== REQUIRED TASKS ==
[1] Set down the part of the prairie dog ruling passage starting with "The circuit court judges" and going on through "than delusional sophistry.", word for word.
[2] Take the passage on the prairie dog ruling further, picking up after its last sentence.

If Nevada is to have any control over any economic activity within its borders, which include numerous endangered and threatened species, it is vital that the high court reverse this Constitution-rendering exercise in legerdemain.

The circuit court judges stretched the meaning of the Commerce Clause — which gives Congress the power to regulate interstate commerce in order to promote commerce by preventing interstate tariffs — to include anything Congress could imagine in its wildest flights of fantasy.

“We conclude that Congress had a rational basis to believe that regulation of the take of the Utah prairie dog on nonfederal land is an essential part of the ESA’s broader regulatory scheme which, in the aggregate, substantially affects interstate commerce,” the circuit court ruled, without any hint as whether that conclusion was at all rational rather than delusional sophistry.

The judges dived further into base speculation by stating, “‘ESA’s drafters were concerned by the “incalculable” value of the genetic heritage that might be lost absent regulation,’ as well as observing that the majority of takes of species ‘result from economic activity …’” Might that incalculable value be zero? Species became extinct before mankind arrived on the scene.

The amicus brief filed by the attorneys general of 23 states paraphrased the 10th Amendment in the Bill of Rights by stating, “The Framers correctly concluded that both restraints – separation of powers and federalism – are necessary to preserve individual liberty and avoid tyranny. So powers not given to the federal government are reserved for the States and the people. But federalism serves its purposes only if the federal-state interplay remains properly balanced. That means courts must ensure that the federal government operates only within its enumerated powers so the States can function within their proper spheres.”

Adding insult to constitutional injury is the fact the state of Utah was actually doing a better job of protecting the prairie dog population than the U.S. Fish and Wildlife Service.

[Dataset records]
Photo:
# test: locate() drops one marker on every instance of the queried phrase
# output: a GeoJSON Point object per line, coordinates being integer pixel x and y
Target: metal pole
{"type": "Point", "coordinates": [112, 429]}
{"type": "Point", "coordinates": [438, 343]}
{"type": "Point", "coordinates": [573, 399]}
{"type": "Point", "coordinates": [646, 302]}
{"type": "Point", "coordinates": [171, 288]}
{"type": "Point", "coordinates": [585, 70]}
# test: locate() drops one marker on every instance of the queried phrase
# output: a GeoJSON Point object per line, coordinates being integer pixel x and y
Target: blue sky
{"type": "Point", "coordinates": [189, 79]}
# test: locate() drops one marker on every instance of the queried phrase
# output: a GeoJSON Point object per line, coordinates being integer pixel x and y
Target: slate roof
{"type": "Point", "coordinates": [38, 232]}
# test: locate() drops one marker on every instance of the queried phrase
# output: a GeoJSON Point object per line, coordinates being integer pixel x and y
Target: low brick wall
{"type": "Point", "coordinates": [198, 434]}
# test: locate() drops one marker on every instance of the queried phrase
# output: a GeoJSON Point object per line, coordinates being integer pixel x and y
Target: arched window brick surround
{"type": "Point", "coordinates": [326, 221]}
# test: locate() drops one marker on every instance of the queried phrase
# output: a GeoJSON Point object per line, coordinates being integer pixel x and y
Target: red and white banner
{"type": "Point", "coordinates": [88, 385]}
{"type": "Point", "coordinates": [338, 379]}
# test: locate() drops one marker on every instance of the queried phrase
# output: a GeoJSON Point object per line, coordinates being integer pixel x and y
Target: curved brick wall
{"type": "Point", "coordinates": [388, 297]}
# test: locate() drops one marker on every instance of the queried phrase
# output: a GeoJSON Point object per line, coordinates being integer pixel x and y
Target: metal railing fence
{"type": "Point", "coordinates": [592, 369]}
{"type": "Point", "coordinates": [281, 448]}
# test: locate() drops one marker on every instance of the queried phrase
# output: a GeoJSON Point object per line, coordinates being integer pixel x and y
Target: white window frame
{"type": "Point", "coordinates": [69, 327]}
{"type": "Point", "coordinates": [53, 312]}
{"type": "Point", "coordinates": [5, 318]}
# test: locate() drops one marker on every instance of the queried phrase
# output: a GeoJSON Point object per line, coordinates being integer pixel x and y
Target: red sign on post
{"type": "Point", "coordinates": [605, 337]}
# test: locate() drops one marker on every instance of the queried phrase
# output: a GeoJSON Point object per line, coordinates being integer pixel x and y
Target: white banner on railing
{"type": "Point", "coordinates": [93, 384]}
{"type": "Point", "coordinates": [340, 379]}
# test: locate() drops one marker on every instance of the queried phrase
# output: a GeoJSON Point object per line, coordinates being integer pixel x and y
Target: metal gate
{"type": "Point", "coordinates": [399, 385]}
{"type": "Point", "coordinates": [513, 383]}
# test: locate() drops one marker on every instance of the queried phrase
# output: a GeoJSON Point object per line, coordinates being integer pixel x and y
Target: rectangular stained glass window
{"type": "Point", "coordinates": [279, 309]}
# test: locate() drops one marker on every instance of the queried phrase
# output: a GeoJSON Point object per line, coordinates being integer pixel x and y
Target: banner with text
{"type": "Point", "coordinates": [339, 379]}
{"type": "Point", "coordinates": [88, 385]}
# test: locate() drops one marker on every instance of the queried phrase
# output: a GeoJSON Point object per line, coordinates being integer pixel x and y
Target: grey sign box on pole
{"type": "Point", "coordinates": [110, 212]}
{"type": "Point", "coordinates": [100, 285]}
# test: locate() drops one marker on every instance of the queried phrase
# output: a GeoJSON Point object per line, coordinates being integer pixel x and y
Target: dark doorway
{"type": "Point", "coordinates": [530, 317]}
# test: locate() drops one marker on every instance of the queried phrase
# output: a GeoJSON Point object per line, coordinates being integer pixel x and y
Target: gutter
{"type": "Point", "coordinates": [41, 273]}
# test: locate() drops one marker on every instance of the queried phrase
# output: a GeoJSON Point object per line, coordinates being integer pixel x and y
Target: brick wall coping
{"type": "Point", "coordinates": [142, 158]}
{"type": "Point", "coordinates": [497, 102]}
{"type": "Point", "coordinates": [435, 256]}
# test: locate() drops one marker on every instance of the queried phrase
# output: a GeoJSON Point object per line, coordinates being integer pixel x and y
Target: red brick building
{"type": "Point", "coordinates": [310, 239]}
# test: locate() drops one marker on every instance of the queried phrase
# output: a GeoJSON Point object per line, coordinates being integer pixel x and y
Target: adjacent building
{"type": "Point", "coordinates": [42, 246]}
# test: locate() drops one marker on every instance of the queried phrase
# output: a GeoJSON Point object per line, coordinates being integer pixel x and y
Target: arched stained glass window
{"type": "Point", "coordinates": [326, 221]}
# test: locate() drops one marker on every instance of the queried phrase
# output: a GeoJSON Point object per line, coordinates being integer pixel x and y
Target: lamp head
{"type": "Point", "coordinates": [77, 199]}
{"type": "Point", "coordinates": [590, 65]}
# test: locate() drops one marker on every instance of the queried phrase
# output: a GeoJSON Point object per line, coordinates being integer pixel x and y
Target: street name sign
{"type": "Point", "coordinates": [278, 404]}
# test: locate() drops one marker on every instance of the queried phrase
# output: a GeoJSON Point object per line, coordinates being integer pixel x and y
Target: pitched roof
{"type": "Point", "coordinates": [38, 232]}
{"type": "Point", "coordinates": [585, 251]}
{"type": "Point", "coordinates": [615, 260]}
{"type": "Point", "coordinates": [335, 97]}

== OUTPUTS BY TASK ==
[1]
The circuit court judges stretched the meaning of the Commerce Clause — which gives Congress the power to regulate interstate commerce in order to promote commerce by preventing interstate tariffs — to include anything Congress could imagine in its wildest flights of fantasy.

“We conclude that Congress had a rational basis to believe that regulation of the take of the Utah prairie dog on nonfederal land is an essential part of the ESA’s broader regulatory scheme which, in the aggregate, substantially affects interstate commerce,” the circuit court ruled, without any hint as whether that conclusion was at all rational rather than delusional sophistry.

[2]
The Fish and Wildlife rules made it a federal crime to “take” the Utah prairie dog — which means to harass, harm, pursue, hunt, shoot, wound, kill, trap, capture or collect — without first obtaining time-consuming and expensive federal permits. Meanwhile, the burrowing prairie dogs were damaging parks, sports fields, airports and cemeteries and preventing the construction of homes and businesses. Especially hard hit is the small college town Cedar City.

During the time after the federal judge blocked the Fish and Wildlife rules the state of Utah spent a considerable amount of money to move the prairie dogs from population centers to remote and safer conservation areas, allowing the population to boom from a low of 24,000 in 1984 to an estimated 80,000 today.

The original lawsuit was brought by 200 private property owners calling themselves People for the Ethical Treatment of Property Owners. They were represented by the Pacific Legal Foundation (PLF), which litigates on behalf of personal liberty and property rights.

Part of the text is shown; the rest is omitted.